→ **Aim**
Copy out exactly each line from the line with "like [403, 878]." through the last line of the material below.

#### Listing ####

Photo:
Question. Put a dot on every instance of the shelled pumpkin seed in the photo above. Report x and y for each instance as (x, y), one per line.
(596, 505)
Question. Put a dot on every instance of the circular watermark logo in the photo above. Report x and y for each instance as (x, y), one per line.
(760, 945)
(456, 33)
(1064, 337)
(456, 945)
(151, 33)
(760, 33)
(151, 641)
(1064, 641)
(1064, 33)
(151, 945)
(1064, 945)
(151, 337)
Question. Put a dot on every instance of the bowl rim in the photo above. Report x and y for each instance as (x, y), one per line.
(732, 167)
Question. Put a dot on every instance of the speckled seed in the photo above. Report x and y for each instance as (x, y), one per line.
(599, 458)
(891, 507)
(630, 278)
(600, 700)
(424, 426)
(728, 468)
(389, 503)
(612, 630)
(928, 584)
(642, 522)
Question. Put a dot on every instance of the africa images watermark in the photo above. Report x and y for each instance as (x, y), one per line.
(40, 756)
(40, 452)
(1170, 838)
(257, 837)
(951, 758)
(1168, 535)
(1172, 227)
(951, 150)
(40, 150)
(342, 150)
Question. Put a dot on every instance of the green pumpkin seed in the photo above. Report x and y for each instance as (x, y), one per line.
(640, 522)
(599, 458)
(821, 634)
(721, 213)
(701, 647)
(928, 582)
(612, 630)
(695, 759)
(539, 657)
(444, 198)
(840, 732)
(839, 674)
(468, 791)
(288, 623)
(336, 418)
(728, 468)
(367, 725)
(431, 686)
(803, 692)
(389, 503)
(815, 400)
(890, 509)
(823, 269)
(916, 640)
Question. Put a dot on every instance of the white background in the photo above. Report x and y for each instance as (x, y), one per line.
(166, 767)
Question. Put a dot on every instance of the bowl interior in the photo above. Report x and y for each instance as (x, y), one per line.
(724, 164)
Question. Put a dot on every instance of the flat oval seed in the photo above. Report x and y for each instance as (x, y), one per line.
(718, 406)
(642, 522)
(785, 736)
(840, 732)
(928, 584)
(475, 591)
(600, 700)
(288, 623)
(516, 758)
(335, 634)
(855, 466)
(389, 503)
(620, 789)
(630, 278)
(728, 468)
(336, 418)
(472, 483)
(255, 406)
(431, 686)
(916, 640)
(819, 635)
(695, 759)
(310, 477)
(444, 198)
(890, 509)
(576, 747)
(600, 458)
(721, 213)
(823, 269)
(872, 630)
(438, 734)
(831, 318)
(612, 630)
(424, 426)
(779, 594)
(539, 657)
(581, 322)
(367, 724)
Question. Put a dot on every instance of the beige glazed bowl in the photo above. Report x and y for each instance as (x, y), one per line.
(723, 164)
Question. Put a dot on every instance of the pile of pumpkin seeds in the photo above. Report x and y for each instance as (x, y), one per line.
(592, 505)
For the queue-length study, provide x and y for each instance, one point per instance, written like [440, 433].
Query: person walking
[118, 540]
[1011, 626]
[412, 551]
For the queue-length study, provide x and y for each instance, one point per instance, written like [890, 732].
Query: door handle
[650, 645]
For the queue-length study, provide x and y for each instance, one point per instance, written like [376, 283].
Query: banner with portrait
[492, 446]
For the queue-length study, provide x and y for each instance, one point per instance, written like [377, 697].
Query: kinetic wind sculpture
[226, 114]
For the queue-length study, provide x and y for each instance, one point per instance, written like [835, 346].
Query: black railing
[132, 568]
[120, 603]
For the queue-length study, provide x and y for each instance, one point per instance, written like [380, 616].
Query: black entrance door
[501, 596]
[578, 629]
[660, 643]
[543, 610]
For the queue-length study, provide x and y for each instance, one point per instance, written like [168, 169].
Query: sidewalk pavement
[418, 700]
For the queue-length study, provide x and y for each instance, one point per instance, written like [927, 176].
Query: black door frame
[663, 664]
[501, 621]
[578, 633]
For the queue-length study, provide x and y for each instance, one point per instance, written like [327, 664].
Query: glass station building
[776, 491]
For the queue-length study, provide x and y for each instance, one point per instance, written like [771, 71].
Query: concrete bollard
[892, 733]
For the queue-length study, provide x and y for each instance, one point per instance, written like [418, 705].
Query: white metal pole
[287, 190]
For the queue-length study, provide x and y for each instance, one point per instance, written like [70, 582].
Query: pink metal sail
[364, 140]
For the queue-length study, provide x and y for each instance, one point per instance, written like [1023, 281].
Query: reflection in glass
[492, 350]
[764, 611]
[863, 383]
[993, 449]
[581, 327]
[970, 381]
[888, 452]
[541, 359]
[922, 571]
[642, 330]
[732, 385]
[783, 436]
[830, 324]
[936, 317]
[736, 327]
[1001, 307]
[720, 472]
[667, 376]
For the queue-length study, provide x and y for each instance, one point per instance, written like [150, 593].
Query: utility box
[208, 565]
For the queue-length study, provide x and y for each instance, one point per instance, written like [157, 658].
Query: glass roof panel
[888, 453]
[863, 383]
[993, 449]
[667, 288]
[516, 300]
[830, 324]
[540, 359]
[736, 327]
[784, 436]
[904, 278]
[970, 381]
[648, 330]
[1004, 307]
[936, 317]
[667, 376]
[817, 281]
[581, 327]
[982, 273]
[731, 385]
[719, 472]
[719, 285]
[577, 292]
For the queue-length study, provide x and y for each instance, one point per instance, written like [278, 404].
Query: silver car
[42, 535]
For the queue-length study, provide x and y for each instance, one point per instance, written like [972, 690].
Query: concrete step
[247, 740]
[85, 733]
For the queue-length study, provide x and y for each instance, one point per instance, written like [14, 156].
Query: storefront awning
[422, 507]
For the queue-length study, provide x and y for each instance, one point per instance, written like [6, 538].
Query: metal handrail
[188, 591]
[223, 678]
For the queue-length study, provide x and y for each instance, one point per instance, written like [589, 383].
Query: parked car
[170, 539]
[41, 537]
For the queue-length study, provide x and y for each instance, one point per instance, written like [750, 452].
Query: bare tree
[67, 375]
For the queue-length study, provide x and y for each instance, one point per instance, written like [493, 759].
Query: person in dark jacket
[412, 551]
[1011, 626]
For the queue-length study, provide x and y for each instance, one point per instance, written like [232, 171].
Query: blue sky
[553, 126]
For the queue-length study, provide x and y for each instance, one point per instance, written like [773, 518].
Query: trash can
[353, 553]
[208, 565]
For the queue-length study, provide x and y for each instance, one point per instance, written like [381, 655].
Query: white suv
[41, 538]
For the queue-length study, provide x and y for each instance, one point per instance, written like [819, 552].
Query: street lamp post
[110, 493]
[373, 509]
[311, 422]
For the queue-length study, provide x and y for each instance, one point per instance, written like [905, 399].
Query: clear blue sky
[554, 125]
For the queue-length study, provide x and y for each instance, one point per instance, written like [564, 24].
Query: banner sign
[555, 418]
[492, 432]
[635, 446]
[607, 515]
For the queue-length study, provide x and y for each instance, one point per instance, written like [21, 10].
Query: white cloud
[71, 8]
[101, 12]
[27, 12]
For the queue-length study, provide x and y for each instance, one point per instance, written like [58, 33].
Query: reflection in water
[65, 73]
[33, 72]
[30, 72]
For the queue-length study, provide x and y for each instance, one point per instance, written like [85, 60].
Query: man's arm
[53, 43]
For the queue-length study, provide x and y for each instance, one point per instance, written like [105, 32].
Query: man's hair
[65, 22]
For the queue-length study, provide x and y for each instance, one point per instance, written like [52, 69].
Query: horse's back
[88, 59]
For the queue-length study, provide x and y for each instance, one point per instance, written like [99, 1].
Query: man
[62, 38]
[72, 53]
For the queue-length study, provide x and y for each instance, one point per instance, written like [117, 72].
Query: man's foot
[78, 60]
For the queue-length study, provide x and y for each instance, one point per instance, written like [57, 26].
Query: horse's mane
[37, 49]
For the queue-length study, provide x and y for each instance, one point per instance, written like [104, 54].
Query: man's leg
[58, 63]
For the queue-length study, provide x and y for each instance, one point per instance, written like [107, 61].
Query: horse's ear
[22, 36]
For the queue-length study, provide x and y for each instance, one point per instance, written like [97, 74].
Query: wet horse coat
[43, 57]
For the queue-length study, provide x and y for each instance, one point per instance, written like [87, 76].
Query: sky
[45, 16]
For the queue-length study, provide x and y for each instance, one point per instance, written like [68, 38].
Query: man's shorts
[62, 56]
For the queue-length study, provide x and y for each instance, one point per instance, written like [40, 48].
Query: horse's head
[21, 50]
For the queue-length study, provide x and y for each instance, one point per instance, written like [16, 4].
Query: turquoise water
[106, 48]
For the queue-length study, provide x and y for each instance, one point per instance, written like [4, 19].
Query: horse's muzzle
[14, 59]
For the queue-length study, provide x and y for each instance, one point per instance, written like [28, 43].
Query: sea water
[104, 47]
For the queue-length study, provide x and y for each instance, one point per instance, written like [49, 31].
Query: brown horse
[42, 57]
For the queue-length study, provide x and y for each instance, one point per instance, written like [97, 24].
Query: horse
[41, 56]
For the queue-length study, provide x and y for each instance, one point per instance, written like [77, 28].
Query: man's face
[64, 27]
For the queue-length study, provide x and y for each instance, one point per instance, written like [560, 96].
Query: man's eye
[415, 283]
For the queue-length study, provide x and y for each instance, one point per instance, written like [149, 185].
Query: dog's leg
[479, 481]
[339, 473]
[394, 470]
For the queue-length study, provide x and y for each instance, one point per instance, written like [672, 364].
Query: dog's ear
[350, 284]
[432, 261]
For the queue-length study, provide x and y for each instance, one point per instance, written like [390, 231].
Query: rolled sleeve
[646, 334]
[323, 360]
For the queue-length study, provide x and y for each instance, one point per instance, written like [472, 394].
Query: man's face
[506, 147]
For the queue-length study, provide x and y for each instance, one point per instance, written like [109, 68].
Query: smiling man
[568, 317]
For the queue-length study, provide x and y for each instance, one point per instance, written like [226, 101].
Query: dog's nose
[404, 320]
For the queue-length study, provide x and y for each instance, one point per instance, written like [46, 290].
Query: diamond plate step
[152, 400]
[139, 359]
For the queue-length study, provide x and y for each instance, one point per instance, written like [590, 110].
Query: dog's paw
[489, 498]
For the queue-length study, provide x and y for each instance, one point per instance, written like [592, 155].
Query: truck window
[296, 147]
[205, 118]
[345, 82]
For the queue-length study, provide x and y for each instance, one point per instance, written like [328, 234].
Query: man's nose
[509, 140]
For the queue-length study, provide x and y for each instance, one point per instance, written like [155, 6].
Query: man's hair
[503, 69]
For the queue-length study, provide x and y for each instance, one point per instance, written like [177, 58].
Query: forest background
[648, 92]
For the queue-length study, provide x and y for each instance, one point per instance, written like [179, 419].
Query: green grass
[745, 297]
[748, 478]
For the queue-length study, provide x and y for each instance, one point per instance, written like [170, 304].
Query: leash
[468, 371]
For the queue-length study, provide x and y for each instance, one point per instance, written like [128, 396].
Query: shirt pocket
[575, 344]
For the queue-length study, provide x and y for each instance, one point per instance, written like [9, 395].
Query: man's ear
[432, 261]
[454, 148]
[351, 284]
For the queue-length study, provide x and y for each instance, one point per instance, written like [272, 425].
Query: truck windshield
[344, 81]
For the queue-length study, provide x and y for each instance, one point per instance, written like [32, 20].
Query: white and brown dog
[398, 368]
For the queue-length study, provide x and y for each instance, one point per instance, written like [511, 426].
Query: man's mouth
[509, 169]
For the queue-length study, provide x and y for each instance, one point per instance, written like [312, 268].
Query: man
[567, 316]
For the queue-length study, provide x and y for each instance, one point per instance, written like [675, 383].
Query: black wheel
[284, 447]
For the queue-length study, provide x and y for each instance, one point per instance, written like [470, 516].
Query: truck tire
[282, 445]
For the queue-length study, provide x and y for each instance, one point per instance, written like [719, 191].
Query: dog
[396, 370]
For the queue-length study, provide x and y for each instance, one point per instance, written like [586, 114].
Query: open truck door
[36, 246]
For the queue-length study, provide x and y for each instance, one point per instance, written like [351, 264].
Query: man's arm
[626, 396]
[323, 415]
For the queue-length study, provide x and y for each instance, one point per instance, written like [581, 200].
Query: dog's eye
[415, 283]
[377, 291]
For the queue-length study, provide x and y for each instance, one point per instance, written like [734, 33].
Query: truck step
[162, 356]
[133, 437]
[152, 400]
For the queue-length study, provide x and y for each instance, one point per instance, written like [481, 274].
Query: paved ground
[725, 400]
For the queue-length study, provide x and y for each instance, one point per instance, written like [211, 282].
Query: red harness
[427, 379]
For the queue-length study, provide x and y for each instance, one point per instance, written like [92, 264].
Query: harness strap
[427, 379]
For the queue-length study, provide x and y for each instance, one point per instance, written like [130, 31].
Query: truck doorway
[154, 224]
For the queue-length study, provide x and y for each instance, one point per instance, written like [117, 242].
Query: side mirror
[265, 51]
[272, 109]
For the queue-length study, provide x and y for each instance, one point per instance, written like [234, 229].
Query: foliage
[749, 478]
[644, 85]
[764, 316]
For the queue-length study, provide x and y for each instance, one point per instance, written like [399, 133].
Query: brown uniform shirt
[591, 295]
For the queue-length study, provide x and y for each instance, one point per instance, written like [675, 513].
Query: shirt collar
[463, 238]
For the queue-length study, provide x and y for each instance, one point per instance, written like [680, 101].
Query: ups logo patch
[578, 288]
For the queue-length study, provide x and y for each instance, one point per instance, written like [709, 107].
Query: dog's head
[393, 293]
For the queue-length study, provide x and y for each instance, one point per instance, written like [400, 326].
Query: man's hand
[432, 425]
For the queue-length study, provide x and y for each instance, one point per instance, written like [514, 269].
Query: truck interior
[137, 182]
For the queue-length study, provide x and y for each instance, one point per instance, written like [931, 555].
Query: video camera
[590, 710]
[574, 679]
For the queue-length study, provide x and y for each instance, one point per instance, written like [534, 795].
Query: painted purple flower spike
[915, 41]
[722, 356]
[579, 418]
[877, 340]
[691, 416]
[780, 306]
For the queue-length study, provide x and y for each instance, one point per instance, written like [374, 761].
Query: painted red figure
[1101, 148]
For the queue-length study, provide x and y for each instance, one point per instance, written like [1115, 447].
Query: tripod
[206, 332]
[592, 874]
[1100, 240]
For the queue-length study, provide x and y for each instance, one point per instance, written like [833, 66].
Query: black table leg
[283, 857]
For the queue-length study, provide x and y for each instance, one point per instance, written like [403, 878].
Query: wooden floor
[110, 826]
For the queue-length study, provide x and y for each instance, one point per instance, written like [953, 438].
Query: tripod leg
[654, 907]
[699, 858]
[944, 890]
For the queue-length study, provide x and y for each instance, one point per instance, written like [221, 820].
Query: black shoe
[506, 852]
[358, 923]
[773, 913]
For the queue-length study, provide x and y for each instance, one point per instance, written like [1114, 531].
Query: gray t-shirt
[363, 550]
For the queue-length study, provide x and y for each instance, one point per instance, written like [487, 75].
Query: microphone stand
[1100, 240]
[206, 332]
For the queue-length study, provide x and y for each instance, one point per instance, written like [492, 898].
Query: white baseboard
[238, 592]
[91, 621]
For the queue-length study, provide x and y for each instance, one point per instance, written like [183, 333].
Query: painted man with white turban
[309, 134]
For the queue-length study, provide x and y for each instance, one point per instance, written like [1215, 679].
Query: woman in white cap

####

→ **Exercise output**
For the queue-length study, provide x and y for each instance, one point per instance, written like [403, 878].
Query: wooden floor
[110, 826]
For the queue-length study, provide x and y for each instance, one point per instance, written like [953, 438].
Query: tripod leg
[654, 907]
[699, 858]
[944, 890]
For the queue-length study, provide x and y for each instance, one point per instance, written like [221, 820].
Query: black shoe
[506, 852]
[358, 923]
[773, 913]
For the queue-length study, provide x and y for each instance, one point per instance, written like [1114, 531].
Query: gray t-shirt
[363, 550]
For the queue-length study, provide x and y for each instance, one point per instance, written like [487, 75].
Query: microphone stand
[1100, 240]
[206, 332]
For the queue-length study, provide x and y for each instance, one point per instance, written like [492, 898].
Query: white baseboard
[238, 592]
[91, 621]
For the queue-length study, provide x and y for each instance, one point per instance, written like [183, 333].
Query: painted man with white turban
[309, 134]
For the queue-length study, provide x and y for each instance, one point per instance, written like [1215, 679].
Query: woman in white cap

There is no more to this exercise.